* Text block:
# # # #
All was not smooth for the Polish American Catholics. A largely Protestant nation in the nineteenth century, America proved somewhat intolerant of Catholics, a fact that only served to separate immigrant Poles from the mainstream even more. Also, within the church, there was dissension. Footing all the bills for the parish, still Polish American Catholics had little representation in the hierarchy. Such disputes ultimately led to the establishment of the Polish National Church in 1904. The founding bishop, Reverend Francis Hodur, built the institution to 34 churches and over 28,000 communicants in a dozen years' time.
As has been noted, the Polish immigrants were largely agrarian except for those intellectuals who fled political persecution, By and large they came the United States hoping to find a plot of land, but instead found the frontier closed and were forced instead into urban areas of the Midwest and Middle Atlantic states where they worked in steel mills, coal mines, meatpacking plants, oil refineries and the garment industry. The pay was low for such work: the average annual income for Polish immigrants in 1910 was only $325. The working day was long, as it was all across America at the time, averaging a ten-hour day. But still Polish Americans managed to save their money and by 1910 it is estimated that these immigrants had been able to send $40 million back to their relatives and loved ones in Russian and Austrian Poland. The amount was so large in fact, that a federal commission was set up to investigate the damages to the U.S. economy that such an outflow of funds might create.
# # # #
* Tasks:
- A) Reproduce word for word the passage on Polish American immigrants, starting at "All was not" and ending at "dozen years' time.".
- B) Write the next part of the passage on Polish American immigrants, picking up right after its final sentence.
# # # #
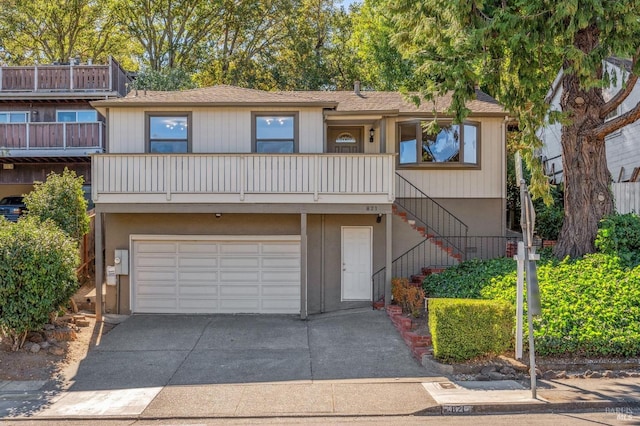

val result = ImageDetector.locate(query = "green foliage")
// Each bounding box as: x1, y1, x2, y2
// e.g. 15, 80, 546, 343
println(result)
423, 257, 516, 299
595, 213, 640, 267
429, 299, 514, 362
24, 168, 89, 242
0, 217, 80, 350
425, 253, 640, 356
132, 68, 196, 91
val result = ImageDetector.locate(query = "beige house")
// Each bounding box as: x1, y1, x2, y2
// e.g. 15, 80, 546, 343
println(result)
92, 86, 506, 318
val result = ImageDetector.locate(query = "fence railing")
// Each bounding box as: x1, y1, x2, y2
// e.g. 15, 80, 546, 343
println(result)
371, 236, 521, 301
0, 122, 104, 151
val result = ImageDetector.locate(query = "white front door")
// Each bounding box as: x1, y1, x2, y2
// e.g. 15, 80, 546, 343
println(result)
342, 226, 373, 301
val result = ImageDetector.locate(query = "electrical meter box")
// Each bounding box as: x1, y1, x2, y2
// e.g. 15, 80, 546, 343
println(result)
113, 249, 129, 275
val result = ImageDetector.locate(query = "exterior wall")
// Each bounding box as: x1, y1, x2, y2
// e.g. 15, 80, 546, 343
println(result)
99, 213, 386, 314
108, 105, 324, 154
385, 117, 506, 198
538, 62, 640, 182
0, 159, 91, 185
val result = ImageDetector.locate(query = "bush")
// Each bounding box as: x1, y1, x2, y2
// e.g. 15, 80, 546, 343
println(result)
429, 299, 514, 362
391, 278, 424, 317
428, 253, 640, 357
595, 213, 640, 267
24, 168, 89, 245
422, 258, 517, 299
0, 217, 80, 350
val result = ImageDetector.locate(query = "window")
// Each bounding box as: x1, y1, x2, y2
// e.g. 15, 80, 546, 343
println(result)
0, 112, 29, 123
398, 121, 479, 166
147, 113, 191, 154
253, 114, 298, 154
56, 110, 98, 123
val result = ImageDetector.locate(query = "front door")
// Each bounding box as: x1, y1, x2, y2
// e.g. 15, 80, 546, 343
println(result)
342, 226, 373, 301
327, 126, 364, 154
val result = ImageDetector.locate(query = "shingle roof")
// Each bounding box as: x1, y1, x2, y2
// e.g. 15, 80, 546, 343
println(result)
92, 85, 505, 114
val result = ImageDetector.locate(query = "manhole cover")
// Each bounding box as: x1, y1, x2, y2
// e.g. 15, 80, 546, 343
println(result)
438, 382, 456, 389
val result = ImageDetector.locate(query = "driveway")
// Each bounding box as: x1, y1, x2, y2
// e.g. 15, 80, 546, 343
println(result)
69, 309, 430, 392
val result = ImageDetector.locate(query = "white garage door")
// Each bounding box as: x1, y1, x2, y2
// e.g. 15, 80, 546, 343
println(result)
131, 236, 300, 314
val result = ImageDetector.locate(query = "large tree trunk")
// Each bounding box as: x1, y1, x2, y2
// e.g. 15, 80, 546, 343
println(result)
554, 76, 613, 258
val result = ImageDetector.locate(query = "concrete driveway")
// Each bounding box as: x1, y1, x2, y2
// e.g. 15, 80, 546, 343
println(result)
# # # #
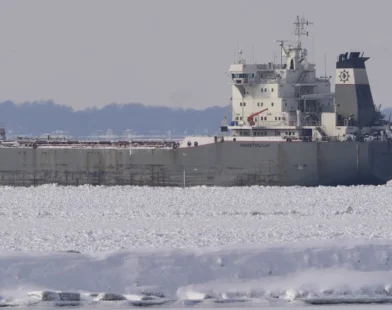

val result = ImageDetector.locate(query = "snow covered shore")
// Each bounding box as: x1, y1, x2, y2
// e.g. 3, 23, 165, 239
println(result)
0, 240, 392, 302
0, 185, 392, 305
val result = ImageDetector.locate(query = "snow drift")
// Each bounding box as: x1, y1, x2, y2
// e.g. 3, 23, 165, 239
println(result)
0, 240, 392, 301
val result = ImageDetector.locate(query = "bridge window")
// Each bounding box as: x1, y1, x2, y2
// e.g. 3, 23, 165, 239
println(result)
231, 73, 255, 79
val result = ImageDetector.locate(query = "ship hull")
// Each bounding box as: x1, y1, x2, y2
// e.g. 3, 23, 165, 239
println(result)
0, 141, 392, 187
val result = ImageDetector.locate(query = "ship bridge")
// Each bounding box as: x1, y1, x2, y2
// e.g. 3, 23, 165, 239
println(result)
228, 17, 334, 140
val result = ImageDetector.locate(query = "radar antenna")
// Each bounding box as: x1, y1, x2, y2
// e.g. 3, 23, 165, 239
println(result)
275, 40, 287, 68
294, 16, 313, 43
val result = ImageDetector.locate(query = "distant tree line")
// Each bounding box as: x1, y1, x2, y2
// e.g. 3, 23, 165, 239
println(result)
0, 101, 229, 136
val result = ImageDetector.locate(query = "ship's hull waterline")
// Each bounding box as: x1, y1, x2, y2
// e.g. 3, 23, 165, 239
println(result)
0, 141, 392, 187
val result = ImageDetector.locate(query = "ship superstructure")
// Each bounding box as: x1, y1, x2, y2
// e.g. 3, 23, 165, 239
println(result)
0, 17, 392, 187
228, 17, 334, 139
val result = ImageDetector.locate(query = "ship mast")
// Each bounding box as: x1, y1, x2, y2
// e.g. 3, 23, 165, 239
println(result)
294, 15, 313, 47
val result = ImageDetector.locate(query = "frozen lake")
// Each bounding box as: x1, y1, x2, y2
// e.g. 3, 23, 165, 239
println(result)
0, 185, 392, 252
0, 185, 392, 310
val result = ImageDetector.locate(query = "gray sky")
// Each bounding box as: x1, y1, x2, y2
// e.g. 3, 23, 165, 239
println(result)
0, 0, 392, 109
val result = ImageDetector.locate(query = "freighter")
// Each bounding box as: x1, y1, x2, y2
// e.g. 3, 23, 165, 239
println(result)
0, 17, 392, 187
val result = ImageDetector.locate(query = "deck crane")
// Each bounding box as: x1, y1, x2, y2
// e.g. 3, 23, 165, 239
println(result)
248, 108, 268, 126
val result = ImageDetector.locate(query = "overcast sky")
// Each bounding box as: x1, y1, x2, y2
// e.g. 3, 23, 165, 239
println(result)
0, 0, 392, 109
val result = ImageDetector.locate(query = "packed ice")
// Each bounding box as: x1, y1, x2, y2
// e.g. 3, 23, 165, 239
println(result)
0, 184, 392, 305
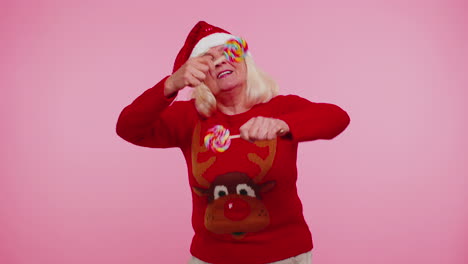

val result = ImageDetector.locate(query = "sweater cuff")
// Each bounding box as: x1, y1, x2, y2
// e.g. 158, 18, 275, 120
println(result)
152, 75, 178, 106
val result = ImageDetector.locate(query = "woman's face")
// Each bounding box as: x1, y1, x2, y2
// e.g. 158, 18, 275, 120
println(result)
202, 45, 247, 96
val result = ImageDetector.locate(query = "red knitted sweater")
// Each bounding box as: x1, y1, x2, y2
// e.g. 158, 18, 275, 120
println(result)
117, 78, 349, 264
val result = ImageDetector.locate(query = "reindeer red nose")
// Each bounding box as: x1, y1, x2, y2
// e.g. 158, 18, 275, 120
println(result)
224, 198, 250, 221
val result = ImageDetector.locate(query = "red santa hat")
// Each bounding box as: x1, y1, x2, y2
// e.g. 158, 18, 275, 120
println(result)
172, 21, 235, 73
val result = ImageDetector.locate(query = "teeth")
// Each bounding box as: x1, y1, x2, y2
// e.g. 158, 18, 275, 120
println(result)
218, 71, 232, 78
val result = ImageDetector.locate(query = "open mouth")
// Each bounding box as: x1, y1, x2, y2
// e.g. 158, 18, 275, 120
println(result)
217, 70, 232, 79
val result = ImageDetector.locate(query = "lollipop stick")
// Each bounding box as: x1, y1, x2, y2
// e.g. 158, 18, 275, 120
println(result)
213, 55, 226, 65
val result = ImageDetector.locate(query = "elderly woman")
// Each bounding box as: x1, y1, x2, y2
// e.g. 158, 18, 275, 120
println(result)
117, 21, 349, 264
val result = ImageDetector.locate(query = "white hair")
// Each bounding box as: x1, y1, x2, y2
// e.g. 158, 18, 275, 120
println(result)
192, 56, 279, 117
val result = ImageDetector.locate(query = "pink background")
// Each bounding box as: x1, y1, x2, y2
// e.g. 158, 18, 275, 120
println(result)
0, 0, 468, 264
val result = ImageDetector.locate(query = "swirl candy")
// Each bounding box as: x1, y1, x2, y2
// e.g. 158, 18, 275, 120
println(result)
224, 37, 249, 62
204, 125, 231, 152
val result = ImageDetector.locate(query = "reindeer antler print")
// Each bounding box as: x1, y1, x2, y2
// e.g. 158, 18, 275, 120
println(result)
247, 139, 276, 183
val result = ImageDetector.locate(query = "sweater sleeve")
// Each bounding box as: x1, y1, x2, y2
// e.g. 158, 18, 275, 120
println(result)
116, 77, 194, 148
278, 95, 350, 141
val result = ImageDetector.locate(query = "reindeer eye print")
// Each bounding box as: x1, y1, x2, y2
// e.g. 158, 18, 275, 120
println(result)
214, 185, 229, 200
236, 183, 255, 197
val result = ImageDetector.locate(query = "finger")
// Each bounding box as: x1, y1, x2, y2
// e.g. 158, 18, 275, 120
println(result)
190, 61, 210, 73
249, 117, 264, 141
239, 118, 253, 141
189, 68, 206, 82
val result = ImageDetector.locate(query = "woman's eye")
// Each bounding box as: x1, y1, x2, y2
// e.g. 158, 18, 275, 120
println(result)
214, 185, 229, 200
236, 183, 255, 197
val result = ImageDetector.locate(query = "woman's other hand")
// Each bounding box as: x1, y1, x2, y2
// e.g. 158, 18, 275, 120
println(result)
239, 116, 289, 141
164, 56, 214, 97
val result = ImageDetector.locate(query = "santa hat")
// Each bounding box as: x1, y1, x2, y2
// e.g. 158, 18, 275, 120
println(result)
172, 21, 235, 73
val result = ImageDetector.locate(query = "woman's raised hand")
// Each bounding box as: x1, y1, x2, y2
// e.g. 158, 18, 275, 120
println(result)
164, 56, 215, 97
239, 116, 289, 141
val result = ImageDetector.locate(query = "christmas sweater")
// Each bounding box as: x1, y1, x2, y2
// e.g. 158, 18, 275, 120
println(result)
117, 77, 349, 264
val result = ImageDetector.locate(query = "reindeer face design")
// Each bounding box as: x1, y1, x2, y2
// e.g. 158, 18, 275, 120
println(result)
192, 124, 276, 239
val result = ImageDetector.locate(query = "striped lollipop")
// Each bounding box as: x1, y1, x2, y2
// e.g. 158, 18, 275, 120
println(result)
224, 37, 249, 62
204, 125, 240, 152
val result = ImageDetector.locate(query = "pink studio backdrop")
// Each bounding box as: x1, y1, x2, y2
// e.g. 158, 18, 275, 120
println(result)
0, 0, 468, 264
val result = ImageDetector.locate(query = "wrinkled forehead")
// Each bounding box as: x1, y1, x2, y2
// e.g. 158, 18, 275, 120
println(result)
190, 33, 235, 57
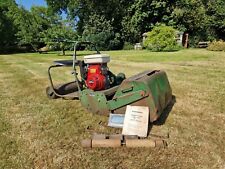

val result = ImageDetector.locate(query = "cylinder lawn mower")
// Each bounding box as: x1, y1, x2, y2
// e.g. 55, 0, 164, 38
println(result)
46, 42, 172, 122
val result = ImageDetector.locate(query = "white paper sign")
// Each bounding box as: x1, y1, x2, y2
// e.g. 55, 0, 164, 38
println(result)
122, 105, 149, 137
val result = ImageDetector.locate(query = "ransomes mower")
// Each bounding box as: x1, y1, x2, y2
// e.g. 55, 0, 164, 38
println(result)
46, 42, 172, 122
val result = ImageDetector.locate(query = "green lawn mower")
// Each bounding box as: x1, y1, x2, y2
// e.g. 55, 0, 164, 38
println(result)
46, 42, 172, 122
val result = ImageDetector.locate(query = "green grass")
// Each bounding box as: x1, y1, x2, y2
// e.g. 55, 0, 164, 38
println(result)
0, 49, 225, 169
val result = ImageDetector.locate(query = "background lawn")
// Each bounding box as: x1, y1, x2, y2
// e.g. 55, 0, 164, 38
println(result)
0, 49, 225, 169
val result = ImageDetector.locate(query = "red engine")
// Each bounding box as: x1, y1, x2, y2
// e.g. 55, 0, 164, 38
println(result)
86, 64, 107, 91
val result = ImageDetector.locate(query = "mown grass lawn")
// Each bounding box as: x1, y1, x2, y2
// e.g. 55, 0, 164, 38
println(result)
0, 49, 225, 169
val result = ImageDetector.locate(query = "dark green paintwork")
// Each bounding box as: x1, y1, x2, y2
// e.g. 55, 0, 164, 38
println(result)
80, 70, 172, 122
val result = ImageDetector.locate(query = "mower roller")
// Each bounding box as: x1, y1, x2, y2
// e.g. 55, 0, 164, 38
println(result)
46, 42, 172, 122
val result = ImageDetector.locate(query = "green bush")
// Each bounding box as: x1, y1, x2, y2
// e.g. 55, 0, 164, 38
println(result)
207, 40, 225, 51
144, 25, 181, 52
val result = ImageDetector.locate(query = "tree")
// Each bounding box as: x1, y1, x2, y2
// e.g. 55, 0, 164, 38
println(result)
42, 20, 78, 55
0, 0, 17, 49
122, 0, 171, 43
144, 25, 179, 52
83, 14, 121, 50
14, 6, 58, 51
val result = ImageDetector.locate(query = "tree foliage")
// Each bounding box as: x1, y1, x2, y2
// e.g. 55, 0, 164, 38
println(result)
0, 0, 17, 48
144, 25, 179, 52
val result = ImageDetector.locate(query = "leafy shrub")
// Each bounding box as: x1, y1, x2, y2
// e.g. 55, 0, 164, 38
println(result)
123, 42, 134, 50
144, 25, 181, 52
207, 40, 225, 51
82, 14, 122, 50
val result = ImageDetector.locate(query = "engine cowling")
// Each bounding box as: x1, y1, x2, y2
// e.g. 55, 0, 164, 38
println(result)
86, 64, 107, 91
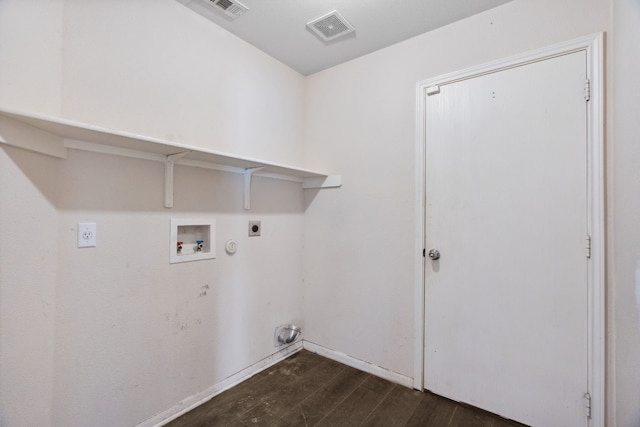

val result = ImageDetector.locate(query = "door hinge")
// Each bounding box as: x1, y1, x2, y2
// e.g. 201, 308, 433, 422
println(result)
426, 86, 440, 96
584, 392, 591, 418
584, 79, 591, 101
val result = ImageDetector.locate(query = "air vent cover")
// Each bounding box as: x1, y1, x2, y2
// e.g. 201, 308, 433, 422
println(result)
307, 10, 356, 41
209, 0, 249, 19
# # # #
* Results for each task:
- A)
All was not smooth for the Polish American Catholics. A largely Protestant nation in the nineteenth century, America proved somewhat intolerant of Catholics, a fact that only served to separate immigrant Poles from the mainstream even more. Also, within the church, there was dissension. Footing all the bills for the parish, still Polish American Catholics had little representation in the hierarchy. Such disputes ultimately led to the establishment of the Polish National Church in 1904. The founding bishop, Reverend Francis Hodur, built the institution to 34 churches and over 28,000 communicants in a dozen years' time.

- B)
Families pulled together in Polonia, with education coming second to the need for young boys to contribute to the annual income. The need for such economies began to decline after World War I, however, and by 1920 only ten percent of Polish Americans families derived income from the labor of children, and two-thirds were supported by the head of family. Over the years of the twentieth century— except for the years of the Great Depression—the economic situation of Polish Americans has steadily improved, with education taking on increasing importance, creating a parallel rise in Polish Americans in the white collar labor market. By 1970 only four percent were laborers; 23 percent were craftsmen.
Polish Americans have also been important in the formation of labor unions, not only swelling the membership, but also providing leaders such as David Dubinsky of the CIO and, as has been noted, Joseph Yablonski of the United Mine Workers.
Though heavily concentrated in nine industrial states, Polish Americans did not, until the 1930s, begin to flex their political muscle. Language barriers played a part in this, but more important was the fact that earlier immigrants were too concerned with family and community issues to pay attention to the national political scene. Even in Chicago, where Polish Americans made up 12 percent of the population, they did not elect one of their own to the U.S. Congress until 1920. The first Polish American congressional representative was elected from Milwaukee in 1918.
Increasingly, however, Polish Americans have begun playing a more active role in domestic politics and have tended to vote in large numbers for the Democrats. Al Smith, a Democrat and Roman Catholic who was opposed to Prohibition, was one of the first beneficiaries of the Polish American block vote. Though he lost the election, Smith received an overwhelming majority of the Polish American vote. The Great Depression mobilized Polish Americans even more politically, organizing the Polish American Democratic Organization and supporting the New Deal policies of Franklin D. Roosevelt. By 1944 this organization could throw large numbers of Polish American votes Roosevelt's way and were correspondingly compensated by federal patronage. Prominent Polish American members of congress have been Representatives Dan Rostenkowski and Roman Pucinski, both Democrats from Illinois, and Senator Barbara Mikulski, a Democrat from Maryland. Maine's Senator Edmund Muskie was also of Polish American heritage.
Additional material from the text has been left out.